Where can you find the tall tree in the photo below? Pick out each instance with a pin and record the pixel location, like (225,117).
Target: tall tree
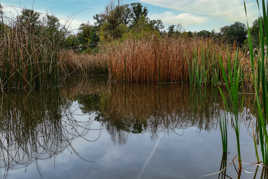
(30,20)
(236,32)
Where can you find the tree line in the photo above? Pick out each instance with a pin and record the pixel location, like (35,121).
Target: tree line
(117,23)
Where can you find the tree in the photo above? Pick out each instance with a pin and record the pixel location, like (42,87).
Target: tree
(88,37)
(29,20)
(255,31)
(236,32)
(204,34)
(174,30)
(137,12)
(1,14)
(157,25)
(54,31)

=== Exercise aim ===
Copy out all the rows above, requests included, and shift every answer coordinate by adding 4 to each of its numbers while leaving the sample coordinates inside the requests as they are. Omit the pictures from your answer.

=== Result of this task ===
Where can you find the tall tree in the photo below? Pick out each instance with a pin and record the pixel location, like (225,117).
Target: tall tree
(34,24)
(240,36)
Where can you find the tree line in the photo above? Pick out each instance with a pin and record the pixel location, like (35,121).
Target: tree line
(121,27)
Where can you find the tree in the photo above? Pick out each instance with a pin and record the pixel location, like (42,87).
Target: tree
(92,41)
(33,24)
(259,35)
(240,36)
(208,38)
(178,34)
(141,16)
(5,18)
(161,29)
(58,35)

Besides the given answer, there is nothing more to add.